### [Excerpt]
THORNTON, Colo. -- A Thornton teenager thought a Chihuahua mix she rescued from a pack of coyotes would get a second chance, but she learned the Adams County Animal Shelter is now going to put it down because of concern over potential rabies exposure.
Justine Haines and her mother were on an early morning run last week in their Thornton subdivision, when they saw a pack of four coyotes attacking a small dog.
"You can see the bite mark on his neck," said Haines, showing the photograph of the dog she thought she saved from the coyote attack. "We started kicking at them and trying to shoo them off, so they ran back down the street."
They took the dog to the Adams County Animal Shelter for treatment and soon learned the animal was on track to be euthanized.
"This is as sad as it gets. There's no question about it, because we have people in this community who want to keep this dog alive," said Jim Siedlecki, a spokesman for Adams County. "Sadly, this dog will have to be euthanized because of its potential exposure to rabies and the lack of documented vaccination."
Siedlecki said because the dog was attacked by wild animals that could carry rabies and the owner and vaccination history are not known, state protocol requires the animal be euthanized or put in 120-day quarantine, with 90 days in a secure facility and 30 days at home.

### [Exercise data]
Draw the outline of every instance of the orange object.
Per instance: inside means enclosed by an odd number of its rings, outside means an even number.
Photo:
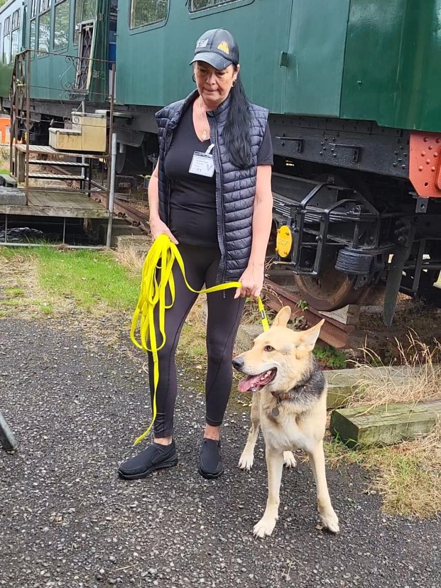
[[[9,144],[11,118],[0,115],[0,143]]]
[[[409,178],[418,196],[441,198],[441,133],[410,133]]]

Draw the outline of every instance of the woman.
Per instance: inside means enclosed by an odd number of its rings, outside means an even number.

### [Problem set]
1: Return the passage of the article about the dog rescued from coyotes, starting at "THORNTON, Colo. -- A" and ending at "to be euthanized.".
2: Write the next part of the news story about the Chihuahua mix rescued from coyotes, picking up after its final sentence.

### [Task responses]
1:
THORNTON, Colo. -- A Thornton teenager thought a Chihuahua mix she rescued from a pack of coyotes would get a second chance, but she learned the Adams County Animal Shelter is now going to put it down because of concern over potential rabies exposure.
Justine Haines and her mother were on an early morning run last week in their Thornton subdivision, when they saw a pack of four coyotes attacking a small dog.
"You can see the bite mark on his neck," said Haines, showing the photograph of the dog she thought she saved from the coyote attack. "We started kicking at them and trying to shoo them off, so they ran back down the street."
They took the dog to the Adams County Animal Shelter for treatment and soon learned the animal was on track to be euthanized.

2:
"We don’t have the opportunity to hold this animal in our facility for 120 days because it would potentially expose other animals to rabies. Our hands are tied." said Siedlecki. "Let’s be perfectly clear, money has not been an issue, this has not been a cost-of-care issue. This is about the state protocol to make sure we never allow the spread of rabies to become something that it was a long time ago."
Siedlecki said it is an important reminder to pet owners to vaccinate and microchip their pets, and he said the county provides a low-cost clinic to provide those services.
For now, Haines has been going door-to-door in her neighborhood, pass out fliers with the dog's picture on it, trying to find the owner.
"I offered to pay for the quarantine with my college fund and our veterinarian would take him," said Haines. "We want to adopt the dog. We didn't think it was going to be put down."
Siedlecki said there is no timeline for when the animal would be euthanized, but it has already been in the shelter longer than the required five days.
"We hope your coverage brings the owner forward and proof that the animal has been vaccinated," he said.